§ WRITTEN REQUEST 1: Gather every line of the records that contains the string "strawberry" and copy each one out.

§ GIVEN PASSAGE:

+ + + +

The King's City: A History of London during the Restoration: The City that Transformed a Nation
by Don Jordan
Pegasus Books, 2018

Historian Don Jordan follows up The King's Revenge and The King's Bed (both written with Michael Walsh, who bowed out of the co-writing of this third volume) with the final volume about the reign of King Charles II; The King's City tells the story of Charles' reign from his entrance into London in 1660 to his death in 1685 – an incredibly dramatic quarter-century featuring war, the Great Fire, and the Great Plague, plus palace intrigue, governmental upheavals, and social changes across a wide spectrum, and all of it was chronicled in a profusion that leaves most older eras in the shade. Restoration London not only reveled in a boisterous sense of order reaffirmed; it also indulged in a deep self-fascination – and it wrote everything down. It's a banquet for historians.

Before he proceeds to the high-technicolor peaks of the so-called Merry Monarch's reign, Jordan grounds his readers with some explicit reminders that this was still very much a barbaric cesspool of an age:

Londoners emptied their chamber pots into the open sewers that ran down the sides of the streets and sometimes through the middle. The contents routinely spilled out across the cobbles, covering them with a vile mixture of pig and horse manure mixed with rotting vegetables, animals entrails and human urine. Only rain could improve conditions, temporarily cleansing the air and washing away the hideous slush, sluicing it down to the choked rivers and culverts that ran under the streets into the Thames.

+ + + +

§ TASK INPUTS:
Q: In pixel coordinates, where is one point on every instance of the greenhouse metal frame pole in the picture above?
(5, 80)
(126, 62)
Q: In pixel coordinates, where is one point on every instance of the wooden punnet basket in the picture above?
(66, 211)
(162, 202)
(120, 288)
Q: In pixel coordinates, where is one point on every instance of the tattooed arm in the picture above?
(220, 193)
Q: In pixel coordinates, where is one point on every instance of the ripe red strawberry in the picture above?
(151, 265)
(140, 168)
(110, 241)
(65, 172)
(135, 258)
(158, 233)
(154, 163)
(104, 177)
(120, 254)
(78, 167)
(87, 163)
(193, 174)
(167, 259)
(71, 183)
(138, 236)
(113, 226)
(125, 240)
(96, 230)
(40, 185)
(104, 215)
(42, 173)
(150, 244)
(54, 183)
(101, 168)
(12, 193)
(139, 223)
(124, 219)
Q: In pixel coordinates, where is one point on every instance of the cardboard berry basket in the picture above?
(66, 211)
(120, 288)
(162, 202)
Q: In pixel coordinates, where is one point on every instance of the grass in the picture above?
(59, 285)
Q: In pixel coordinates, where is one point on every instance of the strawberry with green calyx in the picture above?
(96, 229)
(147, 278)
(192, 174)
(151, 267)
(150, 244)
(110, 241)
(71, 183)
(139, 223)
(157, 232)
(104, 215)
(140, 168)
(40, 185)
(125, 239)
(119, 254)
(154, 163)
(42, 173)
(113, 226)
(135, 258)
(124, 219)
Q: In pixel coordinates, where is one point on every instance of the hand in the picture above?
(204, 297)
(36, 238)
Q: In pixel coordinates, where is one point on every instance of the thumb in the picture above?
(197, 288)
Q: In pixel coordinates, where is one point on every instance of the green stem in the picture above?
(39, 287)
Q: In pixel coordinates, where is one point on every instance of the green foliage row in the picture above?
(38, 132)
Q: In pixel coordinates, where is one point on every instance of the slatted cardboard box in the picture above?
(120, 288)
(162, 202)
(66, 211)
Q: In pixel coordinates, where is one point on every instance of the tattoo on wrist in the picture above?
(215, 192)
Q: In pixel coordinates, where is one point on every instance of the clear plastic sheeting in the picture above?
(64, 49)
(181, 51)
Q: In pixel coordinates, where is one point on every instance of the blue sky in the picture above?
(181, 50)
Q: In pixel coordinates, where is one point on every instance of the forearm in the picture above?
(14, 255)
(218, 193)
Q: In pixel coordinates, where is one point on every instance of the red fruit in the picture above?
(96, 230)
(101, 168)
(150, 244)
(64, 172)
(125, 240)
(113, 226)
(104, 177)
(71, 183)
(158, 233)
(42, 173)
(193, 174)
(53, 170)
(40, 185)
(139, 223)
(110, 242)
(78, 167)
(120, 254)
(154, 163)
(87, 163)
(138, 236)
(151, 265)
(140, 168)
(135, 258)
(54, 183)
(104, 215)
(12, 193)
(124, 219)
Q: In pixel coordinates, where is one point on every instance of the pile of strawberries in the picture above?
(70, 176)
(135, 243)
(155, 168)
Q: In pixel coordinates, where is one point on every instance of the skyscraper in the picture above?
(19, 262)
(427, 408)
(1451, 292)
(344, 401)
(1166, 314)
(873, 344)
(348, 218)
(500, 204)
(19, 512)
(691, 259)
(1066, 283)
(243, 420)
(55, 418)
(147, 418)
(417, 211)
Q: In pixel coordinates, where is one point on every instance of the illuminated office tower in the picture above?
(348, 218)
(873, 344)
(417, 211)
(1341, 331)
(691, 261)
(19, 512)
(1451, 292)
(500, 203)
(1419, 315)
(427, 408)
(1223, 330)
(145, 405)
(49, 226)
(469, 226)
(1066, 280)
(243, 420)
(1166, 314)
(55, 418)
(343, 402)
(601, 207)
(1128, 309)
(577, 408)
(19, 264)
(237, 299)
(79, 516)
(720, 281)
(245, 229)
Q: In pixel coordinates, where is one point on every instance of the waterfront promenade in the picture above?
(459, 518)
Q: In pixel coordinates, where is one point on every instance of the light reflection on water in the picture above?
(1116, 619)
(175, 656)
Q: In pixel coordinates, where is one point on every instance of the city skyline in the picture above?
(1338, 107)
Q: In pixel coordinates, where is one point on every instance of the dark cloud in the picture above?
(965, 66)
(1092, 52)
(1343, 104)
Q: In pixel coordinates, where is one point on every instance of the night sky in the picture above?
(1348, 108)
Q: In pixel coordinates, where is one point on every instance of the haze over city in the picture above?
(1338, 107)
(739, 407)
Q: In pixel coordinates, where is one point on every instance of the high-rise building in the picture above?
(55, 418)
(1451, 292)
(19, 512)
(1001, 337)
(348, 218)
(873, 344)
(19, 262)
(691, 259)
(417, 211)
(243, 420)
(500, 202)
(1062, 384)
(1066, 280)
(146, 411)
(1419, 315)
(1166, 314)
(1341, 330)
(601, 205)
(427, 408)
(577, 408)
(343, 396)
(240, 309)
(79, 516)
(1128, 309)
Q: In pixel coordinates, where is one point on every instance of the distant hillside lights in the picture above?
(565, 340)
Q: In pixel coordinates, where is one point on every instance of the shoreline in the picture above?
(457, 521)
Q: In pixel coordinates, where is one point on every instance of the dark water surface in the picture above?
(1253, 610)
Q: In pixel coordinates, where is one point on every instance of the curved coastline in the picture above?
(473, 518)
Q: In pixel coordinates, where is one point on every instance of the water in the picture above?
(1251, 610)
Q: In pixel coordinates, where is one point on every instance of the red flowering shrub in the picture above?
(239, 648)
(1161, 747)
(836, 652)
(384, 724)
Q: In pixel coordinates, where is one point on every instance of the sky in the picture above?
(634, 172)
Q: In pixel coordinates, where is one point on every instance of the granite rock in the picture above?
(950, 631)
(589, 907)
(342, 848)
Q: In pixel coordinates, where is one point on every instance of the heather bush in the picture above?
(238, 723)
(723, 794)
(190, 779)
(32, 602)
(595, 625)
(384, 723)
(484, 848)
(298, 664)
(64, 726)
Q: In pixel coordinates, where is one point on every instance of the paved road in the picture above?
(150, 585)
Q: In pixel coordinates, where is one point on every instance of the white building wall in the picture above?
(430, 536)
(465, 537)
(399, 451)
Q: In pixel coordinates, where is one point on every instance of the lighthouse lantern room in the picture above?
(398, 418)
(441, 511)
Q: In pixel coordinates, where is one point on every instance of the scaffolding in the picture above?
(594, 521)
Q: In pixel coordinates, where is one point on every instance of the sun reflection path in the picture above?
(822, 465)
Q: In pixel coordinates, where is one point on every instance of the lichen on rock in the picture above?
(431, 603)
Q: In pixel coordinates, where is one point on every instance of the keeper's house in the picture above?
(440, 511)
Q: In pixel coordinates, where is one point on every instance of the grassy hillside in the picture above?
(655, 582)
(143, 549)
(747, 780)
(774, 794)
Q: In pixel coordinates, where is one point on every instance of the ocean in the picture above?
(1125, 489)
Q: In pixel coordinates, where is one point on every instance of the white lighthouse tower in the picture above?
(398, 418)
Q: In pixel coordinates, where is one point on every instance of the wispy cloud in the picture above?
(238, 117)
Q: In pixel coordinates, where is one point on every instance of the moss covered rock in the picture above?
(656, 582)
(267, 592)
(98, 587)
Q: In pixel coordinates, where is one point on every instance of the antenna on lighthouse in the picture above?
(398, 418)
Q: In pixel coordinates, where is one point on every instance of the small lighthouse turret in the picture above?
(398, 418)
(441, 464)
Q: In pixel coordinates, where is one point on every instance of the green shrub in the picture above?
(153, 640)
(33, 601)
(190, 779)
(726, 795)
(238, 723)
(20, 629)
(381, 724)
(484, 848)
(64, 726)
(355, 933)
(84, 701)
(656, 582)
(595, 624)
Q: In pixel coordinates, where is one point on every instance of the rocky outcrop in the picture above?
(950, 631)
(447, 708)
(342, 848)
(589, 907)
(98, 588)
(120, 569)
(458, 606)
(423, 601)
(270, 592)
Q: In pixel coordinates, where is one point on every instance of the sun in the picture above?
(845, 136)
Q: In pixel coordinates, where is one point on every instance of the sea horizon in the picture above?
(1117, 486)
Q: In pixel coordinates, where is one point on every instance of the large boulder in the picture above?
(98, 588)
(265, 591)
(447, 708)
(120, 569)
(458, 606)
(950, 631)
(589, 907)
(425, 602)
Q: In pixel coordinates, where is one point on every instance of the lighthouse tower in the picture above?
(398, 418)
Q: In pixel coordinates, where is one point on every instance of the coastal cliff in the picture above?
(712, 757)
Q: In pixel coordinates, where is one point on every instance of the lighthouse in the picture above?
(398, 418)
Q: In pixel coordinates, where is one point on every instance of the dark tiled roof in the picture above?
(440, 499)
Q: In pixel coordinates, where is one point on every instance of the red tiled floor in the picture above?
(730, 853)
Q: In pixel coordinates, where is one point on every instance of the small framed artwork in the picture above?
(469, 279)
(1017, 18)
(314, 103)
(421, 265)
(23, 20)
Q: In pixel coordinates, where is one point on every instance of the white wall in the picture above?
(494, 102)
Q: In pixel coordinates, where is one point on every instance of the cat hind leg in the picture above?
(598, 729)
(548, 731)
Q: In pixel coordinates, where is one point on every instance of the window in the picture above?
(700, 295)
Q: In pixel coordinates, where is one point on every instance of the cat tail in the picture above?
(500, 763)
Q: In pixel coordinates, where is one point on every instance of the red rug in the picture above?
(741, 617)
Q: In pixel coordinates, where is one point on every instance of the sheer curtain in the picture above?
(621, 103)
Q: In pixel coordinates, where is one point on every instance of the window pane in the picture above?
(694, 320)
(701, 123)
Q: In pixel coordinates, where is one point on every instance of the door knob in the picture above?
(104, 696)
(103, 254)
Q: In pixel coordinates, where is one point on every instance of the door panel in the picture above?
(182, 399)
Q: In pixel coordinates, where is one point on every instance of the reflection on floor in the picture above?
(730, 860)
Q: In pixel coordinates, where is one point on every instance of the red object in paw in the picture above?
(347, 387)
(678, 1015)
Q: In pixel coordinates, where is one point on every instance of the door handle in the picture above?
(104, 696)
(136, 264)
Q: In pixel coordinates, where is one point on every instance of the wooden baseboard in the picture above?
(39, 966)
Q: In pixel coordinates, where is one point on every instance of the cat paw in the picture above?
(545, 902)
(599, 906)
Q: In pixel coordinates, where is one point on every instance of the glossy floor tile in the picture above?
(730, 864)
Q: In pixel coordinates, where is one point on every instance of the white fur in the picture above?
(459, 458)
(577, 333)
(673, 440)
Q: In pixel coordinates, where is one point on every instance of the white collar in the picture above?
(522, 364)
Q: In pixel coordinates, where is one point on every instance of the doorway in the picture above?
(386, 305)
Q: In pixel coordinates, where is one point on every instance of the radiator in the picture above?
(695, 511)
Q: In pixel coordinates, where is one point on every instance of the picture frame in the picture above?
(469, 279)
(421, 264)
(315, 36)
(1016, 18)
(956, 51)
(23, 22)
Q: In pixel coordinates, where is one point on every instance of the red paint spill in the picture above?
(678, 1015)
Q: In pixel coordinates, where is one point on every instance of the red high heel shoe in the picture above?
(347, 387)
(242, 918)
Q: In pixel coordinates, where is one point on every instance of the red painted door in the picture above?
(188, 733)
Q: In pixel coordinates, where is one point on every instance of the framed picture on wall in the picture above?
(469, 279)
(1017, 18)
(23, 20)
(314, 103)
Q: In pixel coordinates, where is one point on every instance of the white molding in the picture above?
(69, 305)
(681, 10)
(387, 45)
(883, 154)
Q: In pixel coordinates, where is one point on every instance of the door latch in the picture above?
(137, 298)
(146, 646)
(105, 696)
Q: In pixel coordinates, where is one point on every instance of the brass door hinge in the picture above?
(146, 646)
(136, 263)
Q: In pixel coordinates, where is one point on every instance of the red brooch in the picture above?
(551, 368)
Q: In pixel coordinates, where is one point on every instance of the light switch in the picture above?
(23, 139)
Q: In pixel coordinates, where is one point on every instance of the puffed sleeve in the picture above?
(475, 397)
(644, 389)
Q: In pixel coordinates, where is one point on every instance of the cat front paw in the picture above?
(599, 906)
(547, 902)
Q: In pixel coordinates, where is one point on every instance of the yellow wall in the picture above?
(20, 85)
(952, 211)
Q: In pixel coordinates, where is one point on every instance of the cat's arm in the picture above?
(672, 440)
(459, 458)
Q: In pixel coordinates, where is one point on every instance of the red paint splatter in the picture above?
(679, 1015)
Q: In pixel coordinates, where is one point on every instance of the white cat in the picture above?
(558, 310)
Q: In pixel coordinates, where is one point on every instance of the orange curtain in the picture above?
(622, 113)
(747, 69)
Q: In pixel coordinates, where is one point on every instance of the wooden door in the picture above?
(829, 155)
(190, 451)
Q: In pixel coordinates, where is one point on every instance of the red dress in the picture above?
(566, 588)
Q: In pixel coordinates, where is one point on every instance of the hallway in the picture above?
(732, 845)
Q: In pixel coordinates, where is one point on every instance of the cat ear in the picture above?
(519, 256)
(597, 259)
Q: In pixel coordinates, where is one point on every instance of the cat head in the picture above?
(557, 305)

+ + + +

§ WRITTEN REQUEST 2: Decide whether each statement agrees with the book review above, answering yes or no and quoting the words of the review that settle it: (a) Michael Walsh co-wrote The King's City with Don Jordan; (b) the book covers Charles' reign from 1660 to his death in 1685; (c) rain cleaned London's streets for good.

§ FINAL RESULT 1:
Q: In pixel coordinates, where is one point on every instance of the ripe red strawberry in the picture above?
Q: In pixel coordinates, where is one point on every instance of the strawberry with green calyx in the picture above?

§ FINAL RESULT 2:
(a) No: "who bowed out of the co-writing of this third volume"
(b) Yes: "from his entrance into London in 1660 to his death in 1685"
(c) No: "temporarily cleansing the air and washing away the hideous slush"